__Data shown__:
—————

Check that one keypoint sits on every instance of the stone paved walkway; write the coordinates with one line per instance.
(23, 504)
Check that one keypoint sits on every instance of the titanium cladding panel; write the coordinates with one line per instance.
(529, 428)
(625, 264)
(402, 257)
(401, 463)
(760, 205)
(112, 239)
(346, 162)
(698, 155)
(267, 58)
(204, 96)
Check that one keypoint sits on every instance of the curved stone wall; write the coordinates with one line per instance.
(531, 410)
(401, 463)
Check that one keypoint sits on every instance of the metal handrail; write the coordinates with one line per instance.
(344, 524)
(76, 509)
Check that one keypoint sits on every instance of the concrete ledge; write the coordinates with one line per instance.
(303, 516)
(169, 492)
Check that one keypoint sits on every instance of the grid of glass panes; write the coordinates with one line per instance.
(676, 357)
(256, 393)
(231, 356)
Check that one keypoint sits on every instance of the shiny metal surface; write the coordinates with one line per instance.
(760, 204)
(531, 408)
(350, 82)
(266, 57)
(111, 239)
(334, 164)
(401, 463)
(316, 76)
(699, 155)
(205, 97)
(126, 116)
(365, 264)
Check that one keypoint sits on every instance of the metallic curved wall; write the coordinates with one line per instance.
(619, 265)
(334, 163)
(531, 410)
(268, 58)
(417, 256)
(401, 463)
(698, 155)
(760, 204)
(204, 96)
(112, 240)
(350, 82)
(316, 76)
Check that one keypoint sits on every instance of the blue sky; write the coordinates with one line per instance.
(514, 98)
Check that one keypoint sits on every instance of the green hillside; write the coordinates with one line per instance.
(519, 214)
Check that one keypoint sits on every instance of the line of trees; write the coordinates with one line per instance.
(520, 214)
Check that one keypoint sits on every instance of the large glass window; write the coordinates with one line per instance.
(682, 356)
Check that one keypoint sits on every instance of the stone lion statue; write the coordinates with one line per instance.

—————

__Your assignment__: Above are the records; reproduce all of them exactly.

__Completed exercise__:
Check that one keypoint sits on every instance of the stone paved walkway; write the coordinates with one line per instance.
(23, 504)
Check that one keypoint sits on every instance of the titanium cladding panel; write the coordinates with one line per instance.
(529, 428)
(625, 264)
(402, 257)
(401, 463)
(760, 205)
(112, 239)
(346, 162)
(698, 155)
(267, 58)
(204, 96)
Check that one keypoint sits on every instance of the curved stone wall; write the coordinates with one line per instance.
(531, 410)
(401, 463)
Check that one keypoint sits on every instance of the metal handrail; write the coordinates with one line per instance.
(344, 524)
(76, 509)
Check that one keypoint sits on every instance of the concrete ledge; write the coordinates with one line per instance.
(303, 516)
(169, 492)
Check that one keypoint sits on every instance of the grid of glass panes; write the coordinates with one line per instance.
(676, 357)
(256, 393)
(231, 356)
Check that one keypoint sits on every instance of the shiny metal surface; write the coordinates with one line per instance.
(760, 204)
(531, 408)
(350, 82)
(266, 57)
(111, 239)
(334, 164)
(401, 463)
(316, 76)
(699, 155)
(205, 97)
(126, 116)
(365, 264)
Check that one keypoint sits on every instance of the metallic curved wall; write the coordinates with one line per instance.
(619, 265)
(334, 163)
(531, 410)
(268, 58)
(417, 256)
(401, 463)
(698, 155)
(760, 204)
(204, 96)
(112, 240)
(350, 82)
(316, 76)
Check that one keypoint sits on every instance of the blue sky; write the coordinates with one line per instance.
(514, 98)
Check that one keypoint sits on every instance of the green hillside; write the coordinates with one line per instance.
(519, 214)
Check that one keypoint sits on every instance of the line of trees; write the coordinates with one line per instance.
(520, 214)
Check that one keypoint sits on every instance of the large glass window; write the coordinates with one line per instance.
(682, 356)
Check that one keypoint sits on every instance of the stone lion statue; write the coordinates with one line per instance.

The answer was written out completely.